DESCRIPTION OF THE TASK
The response must consist of the lines below from the one with "TASK = place a pin on each instance of the thick" through the one with "TASK = place a pin on each instance of the slanted", exactly as they appear and with both ends kept.

MATERIAL FOR THIS EXERCISE
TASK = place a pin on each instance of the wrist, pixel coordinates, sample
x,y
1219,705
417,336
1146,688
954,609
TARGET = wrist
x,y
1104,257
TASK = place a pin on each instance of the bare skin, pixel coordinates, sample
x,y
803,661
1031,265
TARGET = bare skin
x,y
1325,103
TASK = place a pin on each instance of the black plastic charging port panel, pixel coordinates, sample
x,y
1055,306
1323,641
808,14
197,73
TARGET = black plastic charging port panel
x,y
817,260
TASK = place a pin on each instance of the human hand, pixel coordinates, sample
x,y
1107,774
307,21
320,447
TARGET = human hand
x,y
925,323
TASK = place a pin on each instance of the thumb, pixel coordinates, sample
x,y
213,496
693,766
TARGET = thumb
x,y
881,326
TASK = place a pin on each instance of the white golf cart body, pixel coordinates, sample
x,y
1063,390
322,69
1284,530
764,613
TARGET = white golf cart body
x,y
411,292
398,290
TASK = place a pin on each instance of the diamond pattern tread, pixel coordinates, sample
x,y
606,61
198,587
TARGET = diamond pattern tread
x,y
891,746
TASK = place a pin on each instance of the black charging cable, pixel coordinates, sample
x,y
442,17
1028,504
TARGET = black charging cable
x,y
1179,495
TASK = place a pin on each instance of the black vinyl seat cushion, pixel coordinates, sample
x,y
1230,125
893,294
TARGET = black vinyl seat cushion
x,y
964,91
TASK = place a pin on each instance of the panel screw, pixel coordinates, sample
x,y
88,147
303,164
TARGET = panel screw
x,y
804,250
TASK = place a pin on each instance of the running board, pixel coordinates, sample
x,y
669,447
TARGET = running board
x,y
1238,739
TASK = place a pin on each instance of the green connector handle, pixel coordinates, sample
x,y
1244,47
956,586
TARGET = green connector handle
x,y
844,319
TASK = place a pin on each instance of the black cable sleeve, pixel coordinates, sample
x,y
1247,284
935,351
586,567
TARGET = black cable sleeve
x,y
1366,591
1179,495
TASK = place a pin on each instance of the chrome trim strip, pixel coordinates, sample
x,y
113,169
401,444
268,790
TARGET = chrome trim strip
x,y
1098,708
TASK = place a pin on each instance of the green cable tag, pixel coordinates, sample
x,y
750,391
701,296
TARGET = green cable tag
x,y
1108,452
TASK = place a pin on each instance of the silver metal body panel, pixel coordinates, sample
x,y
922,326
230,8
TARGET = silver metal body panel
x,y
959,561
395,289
---
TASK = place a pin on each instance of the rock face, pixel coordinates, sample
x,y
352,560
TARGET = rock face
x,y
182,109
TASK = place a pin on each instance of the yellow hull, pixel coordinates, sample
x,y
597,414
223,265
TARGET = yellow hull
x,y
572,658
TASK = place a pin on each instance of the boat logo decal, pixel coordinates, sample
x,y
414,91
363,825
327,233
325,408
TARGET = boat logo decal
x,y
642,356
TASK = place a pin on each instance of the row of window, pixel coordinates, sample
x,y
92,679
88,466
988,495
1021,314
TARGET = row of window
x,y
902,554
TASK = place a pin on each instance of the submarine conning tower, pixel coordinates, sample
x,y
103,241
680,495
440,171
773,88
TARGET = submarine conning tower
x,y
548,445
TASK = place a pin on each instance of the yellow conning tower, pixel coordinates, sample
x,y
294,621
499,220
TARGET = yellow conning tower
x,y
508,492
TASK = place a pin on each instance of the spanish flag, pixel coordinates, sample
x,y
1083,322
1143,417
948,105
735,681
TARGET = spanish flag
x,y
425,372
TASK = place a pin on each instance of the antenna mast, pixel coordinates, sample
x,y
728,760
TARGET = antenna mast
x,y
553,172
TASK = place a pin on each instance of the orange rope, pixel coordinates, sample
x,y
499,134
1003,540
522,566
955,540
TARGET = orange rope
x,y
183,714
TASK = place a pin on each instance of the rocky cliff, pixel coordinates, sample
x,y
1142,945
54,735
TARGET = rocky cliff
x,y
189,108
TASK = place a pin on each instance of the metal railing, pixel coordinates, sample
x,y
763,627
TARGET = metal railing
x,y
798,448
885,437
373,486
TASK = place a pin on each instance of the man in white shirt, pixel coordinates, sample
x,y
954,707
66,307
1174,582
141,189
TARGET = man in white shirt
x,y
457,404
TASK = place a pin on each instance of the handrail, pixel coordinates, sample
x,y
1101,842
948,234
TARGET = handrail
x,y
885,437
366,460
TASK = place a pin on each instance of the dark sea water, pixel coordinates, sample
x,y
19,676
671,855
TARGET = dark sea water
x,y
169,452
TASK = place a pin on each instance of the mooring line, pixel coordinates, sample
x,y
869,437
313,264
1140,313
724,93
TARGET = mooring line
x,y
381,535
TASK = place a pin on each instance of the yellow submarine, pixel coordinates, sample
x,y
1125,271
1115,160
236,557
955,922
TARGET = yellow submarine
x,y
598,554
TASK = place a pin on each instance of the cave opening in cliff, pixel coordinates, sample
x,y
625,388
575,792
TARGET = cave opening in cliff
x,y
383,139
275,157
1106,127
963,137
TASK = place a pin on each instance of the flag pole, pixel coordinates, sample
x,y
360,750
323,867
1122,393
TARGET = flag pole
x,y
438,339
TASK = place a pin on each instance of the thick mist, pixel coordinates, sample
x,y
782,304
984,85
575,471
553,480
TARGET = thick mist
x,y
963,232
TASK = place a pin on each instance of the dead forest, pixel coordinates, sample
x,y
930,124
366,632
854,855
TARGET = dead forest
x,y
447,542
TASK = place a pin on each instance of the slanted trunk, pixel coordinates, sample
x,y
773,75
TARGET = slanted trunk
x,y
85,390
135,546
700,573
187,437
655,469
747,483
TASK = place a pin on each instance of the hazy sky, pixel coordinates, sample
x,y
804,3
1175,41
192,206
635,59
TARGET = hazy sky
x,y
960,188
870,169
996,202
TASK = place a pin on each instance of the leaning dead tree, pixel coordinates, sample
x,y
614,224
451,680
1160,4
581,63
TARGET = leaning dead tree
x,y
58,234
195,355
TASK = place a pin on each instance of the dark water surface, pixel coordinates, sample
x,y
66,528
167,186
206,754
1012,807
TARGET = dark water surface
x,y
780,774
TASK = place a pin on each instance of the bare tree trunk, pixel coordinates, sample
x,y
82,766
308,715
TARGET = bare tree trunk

RESPONSE FOR THIS EXERCISE
TASK = place a pin on each instance of the thick mist, pixel coordinates, sample
x,y
782,304
984,85
575,471
553,480
TARGET = thick mist
x,y
963,232
TASK = place a pin on each instance of the dead forest, pixel coordinates, sample
x,y
930,124
366,632
854,855
TARGET = dead forest
x,y
447,542
TASK = place a pin on each instance of the slanted trunk, pixel coordinates, sample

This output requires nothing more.